= Written task =
In the lines below, set down word for word everything from the line containing "Look at the photo above. Which pixel sits on the boston" down to the line containing "pixel 240 64", including both of those lines.

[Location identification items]
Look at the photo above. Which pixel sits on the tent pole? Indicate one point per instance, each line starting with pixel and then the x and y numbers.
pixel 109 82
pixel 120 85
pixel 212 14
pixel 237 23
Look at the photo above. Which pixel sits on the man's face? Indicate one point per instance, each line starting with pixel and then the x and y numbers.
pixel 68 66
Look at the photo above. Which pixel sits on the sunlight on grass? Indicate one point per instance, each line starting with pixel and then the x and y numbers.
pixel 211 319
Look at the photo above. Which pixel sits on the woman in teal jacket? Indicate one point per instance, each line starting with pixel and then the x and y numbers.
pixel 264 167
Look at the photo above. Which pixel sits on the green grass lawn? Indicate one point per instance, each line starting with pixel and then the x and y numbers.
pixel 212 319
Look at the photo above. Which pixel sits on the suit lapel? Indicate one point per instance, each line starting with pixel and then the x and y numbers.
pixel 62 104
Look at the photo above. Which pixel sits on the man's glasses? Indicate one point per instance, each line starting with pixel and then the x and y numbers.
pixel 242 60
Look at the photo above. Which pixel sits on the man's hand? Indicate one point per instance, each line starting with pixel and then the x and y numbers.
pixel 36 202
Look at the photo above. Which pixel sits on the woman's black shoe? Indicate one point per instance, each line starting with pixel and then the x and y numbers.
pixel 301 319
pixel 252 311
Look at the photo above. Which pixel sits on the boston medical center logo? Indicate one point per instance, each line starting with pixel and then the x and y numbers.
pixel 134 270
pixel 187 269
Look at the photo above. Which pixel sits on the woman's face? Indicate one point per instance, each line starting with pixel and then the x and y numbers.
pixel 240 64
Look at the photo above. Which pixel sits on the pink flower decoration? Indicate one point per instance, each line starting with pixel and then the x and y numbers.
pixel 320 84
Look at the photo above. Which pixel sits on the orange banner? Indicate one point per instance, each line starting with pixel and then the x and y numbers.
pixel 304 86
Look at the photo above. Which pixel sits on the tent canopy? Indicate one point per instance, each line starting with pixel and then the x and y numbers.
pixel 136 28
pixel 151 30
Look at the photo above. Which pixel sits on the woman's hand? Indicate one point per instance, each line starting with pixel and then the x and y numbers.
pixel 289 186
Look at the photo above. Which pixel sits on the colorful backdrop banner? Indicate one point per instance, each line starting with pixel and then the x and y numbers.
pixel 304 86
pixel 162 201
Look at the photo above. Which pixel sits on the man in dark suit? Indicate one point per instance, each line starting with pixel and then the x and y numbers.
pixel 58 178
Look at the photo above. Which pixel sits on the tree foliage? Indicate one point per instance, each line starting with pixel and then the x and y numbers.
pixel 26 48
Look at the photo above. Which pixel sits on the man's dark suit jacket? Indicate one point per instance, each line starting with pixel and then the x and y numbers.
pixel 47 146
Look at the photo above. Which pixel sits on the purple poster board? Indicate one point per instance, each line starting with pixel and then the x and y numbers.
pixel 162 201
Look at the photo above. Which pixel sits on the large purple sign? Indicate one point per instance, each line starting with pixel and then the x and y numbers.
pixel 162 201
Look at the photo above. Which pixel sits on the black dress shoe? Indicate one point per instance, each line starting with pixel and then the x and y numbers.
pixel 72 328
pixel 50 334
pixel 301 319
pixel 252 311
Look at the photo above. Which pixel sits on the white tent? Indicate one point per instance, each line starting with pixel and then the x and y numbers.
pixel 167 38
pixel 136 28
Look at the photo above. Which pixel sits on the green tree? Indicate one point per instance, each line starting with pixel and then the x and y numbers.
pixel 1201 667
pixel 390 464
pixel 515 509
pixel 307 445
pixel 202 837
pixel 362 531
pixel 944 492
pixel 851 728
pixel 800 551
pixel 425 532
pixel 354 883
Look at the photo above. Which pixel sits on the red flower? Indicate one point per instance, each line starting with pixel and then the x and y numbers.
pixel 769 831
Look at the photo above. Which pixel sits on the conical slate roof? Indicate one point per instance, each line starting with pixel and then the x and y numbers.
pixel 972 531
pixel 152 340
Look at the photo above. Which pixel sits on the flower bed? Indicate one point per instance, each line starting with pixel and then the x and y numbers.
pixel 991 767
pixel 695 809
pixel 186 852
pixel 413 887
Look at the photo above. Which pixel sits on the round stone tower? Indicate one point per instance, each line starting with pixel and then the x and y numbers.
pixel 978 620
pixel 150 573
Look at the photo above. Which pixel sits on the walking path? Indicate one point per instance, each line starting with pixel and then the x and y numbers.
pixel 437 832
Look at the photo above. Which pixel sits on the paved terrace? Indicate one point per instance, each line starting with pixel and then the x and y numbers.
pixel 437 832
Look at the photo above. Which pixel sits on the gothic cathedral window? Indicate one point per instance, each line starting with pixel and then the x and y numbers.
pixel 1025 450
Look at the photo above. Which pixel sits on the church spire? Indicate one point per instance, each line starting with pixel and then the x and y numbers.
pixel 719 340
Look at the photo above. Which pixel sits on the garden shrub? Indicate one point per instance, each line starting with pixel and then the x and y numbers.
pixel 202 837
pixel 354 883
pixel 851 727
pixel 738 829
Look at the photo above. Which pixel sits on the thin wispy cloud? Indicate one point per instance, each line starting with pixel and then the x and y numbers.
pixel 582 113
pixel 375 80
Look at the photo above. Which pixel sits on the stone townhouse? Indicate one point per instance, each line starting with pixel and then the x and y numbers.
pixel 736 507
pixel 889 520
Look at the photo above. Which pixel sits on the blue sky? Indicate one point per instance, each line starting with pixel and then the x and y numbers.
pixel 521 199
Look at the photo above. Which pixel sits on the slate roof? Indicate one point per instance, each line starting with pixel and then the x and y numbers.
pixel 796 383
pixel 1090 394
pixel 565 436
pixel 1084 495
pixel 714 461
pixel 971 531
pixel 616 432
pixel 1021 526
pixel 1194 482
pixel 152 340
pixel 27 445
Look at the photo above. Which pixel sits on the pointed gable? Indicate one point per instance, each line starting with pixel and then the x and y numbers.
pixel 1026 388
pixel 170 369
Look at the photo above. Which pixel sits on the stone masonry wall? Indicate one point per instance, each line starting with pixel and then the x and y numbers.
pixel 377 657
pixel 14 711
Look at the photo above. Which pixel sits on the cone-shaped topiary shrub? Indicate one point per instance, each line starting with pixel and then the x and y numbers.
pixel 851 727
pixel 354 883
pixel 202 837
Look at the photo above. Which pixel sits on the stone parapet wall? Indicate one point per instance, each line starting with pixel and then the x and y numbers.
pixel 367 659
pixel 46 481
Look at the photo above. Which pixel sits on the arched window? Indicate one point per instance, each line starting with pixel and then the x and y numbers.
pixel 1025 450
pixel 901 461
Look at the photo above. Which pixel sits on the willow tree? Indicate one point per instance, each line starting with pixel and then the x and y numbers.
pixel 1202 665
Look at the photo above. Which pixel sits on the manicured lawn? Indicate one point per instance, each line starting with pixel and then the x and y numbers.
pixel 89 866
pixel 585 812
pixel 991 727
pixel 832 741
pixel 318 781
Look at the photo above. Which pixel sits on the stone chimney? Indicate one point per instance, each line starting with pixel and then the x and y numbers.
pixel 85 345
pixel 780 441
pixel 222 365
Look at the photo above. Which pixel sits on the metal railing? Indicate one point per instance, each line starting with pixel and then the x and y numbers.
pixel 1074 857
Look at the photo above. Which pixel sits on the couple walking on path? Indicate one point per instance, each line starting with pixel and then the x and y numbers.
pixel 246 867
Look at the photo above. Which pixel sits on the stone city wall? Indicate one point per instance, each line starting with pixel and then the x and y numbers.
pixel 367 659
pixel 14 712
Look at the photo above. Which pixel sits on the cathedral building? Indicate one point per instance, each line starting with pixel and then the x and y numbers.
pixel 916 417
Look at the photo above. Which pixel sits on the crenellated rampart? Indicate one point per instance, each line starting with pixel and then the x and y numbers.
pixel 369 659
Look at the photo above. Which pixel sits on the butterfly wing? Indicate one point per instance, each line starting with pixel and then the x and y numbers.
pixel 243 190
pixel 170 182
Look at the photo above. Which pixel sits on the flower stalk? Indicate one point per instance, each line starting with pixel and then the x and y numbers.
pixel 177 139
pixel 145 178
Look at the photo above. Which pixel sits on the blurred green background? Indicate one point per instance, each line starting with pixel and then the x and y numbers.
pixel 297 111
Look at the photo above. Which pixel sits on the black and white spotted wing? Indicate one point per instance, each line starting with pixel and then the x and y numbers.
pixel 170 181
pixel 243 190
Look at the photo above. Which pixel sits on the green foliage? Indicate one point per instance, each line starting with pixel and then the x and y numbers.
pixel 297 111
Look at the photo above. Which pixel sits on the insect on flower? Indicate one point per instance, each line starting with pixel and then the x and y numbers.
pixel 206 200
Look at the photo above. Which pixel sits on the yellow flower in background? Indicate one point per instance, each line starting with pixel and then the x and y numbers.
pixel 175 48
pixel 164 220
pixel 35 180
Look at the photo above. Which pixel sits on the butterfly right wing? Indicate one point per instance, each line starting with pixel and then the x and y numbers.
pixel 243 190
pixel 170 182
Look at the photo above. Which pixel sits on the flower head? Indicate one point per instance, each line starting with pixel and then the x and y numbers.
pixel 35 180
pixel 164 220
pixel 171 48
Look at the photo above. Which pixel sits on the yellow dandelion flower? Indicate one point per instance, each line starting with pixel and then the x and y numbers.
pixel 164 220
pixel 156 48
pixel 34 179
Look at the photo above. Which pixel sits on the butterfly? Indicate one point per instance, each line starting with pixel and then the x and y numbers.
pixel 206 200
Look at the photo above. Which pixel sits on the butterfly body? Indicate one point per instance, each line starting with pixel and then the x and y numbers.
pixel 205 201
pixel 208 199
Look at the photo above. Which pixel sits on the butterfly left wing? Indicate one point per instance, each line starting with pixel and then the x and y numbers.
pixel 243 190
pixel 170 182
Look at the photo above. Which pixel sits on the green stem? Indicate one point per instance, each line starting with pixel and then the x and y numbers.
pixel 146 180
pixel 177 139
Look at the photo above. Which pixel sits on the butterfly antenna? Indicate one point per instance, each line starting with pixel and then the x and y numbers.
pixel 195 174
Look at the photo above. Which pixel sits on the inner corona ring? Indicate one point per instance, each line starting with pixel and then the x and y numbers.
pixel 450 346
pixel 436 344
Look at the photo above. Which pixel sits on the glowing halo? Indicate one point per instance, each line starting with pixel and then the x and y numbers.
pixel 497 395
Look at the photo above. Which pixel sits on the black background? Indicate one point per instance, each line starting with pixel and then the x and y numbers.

= Worked answer =
Look at the photo above. Which pixel sits on the boston medical center logo? Indicate one point per instance, each line starting with pixel and then the x and y numbers.
pixel 134 270
pixel 187 269
Look at the photo above. Which pixel sits on the woman's face? Indicate one point per instance, each line starting with pixel and then the x and y numbers.
pixel 240 64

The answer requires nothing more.